**Records for this task**
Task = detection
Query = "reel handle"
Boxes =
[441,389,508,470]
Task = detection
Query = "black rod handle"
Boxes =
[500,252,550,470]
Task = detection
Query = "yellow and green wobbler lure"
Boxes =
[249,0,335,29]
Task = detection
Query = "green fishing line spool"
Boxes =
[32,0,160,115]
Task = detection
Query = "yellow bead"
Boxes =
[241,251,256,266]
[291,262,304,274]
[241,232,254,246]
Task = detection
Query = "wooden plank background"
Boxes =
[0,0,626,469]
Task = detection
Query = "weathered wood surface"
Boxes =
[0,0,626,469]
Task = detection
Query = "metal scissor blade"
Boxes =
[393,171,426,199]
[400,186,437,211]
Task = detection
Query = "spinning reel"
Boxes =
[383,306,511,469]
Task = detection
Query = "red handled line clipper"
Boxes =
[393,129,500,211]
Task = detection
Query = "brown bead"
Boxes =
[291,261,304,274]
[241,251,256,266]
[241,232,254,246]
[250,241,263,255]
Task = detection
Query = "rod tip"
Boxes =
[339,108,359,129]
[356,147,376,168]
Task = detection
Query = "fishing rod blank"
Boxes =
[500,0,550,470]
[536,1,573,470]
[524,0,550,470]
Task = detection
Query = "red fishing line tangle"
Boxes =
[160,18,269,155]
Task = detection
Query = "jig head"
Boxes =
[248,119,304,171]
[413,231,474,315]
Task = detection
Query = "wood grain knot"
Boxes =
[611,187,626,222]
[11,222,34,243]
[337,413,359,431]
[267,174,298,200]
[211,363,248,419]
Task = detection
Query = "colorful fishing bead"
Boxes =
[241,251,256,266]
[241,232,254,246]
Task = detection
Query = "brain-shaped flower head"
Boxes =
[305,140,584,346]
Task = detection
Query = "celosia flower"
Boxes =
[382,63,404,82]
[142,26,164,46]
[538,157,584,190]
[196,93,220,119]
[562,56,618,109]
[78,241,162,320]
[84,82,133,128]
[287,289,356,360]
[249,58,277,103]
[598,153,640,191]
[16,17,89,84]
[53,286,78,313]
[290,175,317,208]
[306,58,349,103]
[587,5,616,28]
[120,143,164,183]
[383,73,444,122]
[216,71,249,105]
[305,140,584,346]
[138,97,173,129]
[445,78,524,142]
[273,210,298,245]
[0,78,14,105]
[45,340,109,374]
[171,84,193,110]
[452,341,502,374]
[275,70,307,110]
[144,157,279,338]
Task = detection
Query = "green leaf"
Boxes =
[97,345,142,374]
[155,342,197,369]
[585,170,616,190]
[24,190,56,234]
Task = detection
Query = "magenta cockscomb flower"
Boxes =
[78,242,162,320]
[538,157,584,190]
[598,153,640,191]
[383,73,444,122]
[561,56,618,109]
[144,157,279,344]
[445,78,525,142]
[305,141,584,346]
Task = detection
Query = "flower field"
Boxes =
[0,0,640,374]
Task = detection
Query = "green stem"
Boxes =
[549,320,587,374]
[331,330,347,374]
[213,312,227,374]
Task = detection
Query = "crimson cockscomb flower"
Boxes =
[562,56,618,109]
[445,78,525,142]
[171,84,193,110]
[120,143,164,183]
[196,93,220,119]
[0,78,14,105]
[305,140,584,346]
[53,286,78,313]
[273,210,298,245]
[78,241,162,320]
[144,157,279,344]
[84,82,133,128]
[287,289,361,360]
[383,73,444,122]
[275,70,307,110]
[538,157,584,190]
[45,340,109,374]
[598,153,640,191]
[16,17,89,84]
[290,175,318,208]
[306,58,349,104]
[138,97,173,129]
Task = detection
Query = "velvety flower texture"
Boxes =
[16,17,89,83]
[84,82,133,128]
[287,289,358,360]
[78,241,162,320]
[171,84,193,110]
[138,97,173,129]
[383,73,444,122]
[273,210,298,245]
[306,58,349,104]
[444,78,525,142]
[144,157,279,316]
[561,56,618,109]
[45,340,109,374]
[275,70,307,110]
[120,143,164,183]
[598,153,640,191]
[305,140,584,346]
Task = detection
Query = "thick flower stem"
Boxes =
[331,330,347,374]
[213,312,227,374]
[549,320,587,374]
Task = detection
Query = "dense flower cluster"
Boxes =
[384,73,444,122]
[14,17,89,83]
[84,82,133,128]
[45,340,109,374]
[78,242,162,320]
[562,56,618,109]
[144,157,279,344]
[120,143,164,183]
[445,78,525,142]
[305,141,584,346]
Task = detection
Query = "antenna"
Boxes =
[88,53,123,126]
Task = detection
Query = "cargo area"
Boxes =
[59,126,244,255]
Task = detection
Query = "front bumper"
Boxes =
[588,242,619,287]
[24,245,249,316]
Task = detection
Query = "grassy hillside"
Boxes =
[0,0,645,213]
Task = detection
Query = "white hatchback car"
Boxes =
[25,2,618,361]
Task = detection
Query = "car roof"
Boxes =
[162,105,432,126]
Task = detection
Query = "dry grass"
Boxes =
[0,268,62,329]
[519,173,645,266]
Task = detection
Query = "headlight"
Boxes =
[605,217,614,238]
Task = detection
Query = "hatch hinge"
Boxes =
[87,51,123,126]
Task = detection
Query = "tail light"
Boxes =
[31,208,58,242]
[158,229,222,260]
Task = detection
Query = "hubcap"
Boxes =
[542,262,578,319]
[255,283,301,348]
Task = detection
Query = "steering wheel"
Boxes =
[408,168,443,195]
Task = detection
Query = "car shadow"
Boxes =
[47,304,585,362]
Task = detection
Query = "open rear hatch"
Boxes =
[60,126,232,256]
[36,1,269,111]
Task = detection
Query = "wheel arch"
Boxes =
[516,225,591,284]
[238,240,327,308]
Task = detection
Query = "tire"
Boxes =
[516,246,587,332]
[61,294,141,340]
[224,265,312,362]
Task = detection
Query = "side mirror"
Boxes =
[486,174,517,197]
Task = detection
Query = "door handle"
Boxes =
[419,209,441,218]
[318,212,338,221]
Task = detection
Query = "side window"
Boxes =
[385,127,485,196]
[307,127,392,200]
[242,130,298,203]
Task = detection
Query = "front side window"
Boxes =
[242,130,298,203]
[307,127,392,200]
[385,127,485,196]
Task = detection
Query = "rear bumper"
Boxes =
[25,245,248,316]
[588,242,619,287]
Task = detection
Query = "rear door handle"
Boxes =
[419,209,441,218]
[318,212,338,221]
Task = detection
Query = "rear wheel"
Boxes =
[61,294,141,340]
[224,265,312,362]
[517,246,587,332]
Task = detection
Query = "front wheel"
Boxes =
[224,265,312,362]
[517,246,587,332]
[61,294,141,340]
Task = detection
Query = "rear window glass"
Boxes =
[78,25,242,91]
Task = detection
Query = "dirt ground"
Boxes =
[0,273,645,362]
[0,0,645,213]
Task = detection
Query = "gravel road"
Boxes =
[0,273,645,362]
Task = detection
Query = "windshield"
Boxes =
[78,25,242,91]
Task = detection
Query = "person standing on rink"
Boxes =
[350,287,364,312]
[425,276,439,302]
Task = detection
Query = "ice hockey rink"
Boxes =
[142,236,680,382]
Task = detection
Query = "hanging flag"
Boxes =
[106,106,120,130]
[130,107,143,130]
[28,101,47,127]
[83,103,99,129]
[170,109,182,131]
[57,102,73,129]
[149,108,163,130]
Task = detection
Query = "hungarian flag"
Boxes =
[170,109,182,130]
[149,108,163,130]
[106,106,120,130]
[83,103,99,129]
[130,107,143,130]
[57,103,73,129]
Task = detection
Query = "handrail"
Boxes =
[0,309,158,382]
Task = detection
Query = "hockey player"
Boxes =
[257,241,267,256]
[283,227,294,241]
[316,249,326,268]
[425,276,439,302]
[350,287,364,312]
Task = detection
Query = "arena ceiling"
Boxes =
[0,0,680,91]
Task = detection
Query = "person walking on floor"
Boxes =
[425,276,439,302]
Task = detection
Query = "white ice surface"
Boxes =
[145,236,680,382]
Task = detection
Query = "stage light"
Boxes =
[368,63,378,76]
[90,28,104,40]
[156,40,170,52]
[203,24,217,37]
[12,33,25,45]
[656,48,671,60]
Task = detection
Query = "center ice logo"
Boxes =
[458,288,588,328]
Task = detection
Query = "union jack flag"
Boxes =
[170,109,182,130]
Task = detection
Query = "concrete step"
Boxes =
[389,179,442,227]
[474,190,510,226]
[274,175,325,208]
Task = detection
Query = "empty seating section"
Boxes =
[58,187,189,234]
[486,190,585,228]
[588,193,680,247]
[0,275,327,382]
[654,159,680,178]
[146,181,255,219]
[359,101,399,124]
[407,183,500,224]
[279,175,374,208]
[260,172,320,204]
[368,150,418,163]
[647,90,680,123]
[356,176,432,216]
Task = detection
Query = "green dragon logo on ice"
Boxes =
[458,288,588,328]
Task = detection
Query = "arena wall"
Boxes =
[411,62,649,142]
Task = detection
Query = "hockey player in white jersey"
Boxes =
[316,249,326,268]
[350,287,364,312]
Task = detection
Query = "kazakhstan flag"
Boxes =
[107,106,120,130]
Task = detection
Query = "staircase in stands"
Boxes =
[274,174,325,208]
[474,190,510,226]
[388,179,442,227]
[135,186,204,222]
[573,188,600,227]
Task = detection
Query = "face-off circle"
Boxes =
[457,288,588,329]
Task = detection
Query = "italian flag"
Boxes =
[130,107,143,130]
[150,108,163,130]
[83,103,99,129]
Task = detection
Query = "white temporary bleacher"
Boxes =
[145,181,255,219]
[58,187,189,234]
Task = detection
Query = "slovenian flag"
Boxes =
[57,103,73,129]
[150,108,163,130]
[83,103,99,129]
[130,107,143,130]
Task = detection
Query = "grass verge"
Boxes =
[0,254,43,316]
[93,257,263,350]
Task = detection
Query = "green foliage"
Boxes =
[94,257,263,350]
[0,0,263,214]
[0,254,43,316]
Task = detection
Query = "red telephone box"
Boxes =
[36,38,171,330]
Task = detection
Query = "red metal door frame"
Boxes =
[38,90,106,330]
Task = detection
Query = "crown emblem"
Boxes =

**Problem to solve**
Show each line of the items above that contains the string "stem". Case counts.

**Response to the task**
Query = "green stem"
Query = "thick flower stem"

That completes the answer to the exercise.